▶ Data supplied:
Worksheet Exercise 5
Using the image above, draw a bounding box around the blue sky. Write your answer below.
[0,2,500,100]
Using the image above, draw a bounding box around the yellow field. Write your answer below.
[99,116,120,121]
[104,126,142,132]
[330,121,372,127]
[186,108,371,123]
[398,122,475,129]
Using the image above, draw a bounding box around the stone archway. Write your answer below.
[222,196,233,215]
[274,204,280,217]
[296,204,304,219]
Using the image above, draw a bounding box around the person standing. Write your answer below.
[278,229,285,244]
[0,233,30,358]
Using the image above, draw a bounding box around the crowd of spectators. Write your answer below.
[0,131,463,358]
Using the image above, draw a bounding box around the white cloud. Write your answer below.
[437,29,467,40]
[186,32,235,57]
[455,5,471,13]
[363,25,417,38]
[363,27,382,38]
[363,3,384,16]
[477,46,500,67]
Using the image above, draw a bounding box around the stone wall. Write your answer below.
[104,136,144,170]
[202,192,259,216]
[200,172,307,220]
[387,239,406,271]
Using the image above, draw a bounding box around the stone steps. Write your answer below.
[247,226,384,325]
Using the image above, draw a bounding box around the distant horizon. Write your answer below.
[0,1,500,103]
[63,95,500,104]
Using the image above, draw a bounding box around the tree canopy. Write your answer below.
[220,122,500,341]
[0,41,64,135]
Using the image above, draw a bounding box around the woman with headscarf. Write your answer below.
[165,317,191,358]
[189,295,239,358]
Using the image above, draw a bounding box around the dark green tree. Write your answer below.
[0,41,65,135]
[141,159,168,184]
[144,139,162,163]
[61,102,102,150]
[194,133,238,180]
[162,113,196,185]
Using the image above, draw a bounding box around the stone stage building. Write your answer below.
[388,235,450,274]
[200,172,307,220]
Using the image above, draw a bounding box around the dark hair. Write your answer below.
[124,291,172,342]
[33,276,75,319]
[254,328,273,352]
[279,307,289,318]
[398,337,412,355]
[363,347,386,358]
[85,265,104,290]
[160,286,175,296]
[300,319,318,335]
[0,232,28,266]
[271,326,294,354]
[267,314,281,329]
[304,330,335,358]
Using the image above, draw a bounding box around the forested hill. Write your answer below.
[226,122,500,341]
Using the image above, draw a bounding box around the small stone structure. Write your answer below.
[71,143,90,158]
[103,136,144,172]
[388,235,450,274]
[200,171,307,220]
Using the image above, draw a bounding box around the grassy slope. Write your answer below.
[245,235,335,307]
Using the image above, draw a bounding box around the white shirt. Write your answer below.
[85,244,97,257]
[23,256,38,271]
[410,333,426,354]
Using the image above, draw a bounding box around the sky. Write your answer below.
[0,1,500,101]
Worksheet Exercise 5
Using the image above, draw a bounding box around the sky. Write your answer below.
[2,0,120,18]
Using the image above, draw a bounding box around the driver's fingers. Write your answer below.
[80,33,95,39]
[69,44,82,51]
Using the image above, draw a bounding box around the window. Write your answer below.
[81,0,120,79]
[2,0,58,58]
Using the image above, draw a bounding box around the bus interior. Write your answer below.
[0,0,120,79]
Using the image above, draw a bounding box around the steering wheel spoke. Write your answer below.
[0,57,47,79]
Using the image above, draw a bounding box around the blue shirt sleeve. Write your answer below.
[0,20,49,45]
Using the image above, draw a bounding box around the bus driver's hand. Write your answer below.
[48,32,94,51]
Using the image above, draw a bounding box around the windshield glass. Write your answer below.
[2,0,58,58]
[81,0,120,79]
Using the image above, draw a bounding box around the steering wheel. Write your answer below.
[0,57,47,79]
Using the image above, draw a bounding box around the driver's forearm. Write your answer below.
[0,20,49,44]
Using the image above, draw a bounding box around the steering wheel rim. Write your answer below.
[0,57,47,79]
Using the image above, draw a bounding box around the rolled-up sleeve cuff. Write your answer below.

▶ What you are asked to do: Quote, without alteration, the final stretch of the entries: the line with "fingers. Write your answer below." onward to the last line.

▶ Problem solution:
Using the image above, draw a bounding box around the driver's fingers. Write your answer below.
[80,33,95,39]
[69,44,82,51]
Using the image above, draw a bounding box around the window. Write your answer below.
[81,0,120,79]
[2,0,58,58]
Using the image above, draw a bounding box around the bus interior. Write your answer below.
[0,0,120,79]
Using the image above, draw a bounding box around the steering wheel spoke. Write your answer below.
[0,57,47,79]
Using the image above, draw a bounding box around the blue shirt sleeve. Write your answer below.
[0,20,49,45]
Using the image above, draw a bounding box around the bus driver's hand. Write your answer below.
[48,32,94,51]
Using the image above, draw a bounding box around the windshield glass. Write your answer below.
[2,0,58,58]
[81,0,120,79]
Using the image above, draw a bounding box around the steering wheel. Write your answer below.
[0,57,47,79]
Using the image above, draw a bounding box around the driver's forearm. Write your answer below.
[0,20,49,44]
Using the image above, draw a bounding box around the steering wheel rim. Write your answer below.
[0,57,47,79]
Using the image above, draw a bounding box around the rolled-up sleeve cuff. Write your answer below.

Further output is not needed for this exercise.